# 366-Acre QDM Lease in Wilkes Co.



## GottaGetOutdoors (May 17, 2020)

Acquired long term lease on this private property. Prime deer, turkey and waterfowl habitat. Land is mix of hardwoods, mature pines, and beaver ponds along major creek. Limited to 3 members @ $2300 each. Includes hunting rights, insurance, minerals. Member is allowed 1 buck, 2 does, 2 gobblers, and unlimited hogs. No campsite currently but that is an option.


----------



## Amccrackin (May 21, 2020)

I’m interested could you call me 7069820065


----------



## GottaGetOutdoors (May 24, 2020)

Good talking with you. Look forward to meeting you.


----------



## Clay123 (Jun 8, 2020)

you still looking for a member?


----------



## GottaGetOutdoors (Jun 9, 2020)

KS Bow Hunter said:


> I was a customer of Wildlife Cooperative and Callaway Outdoors for the past four deer seasons if you need a reference...Wilkes Co. lease...


Two more coyotes bit the dust last week. One at South line and one at Mill Corner.


----------



## JRC718 (Jun 10, 2020)

RECORDED INFORMATION:
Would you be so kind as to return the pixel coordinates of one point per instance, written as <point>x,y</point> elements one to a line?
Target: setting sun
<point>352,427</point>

STATED EXERCISE: According to the Wilkes Co. lease thread, how many members is the lease limited to, and what does each one pay?

RESPONSE TO THIS EXERCISE: Three members, at $2300 each.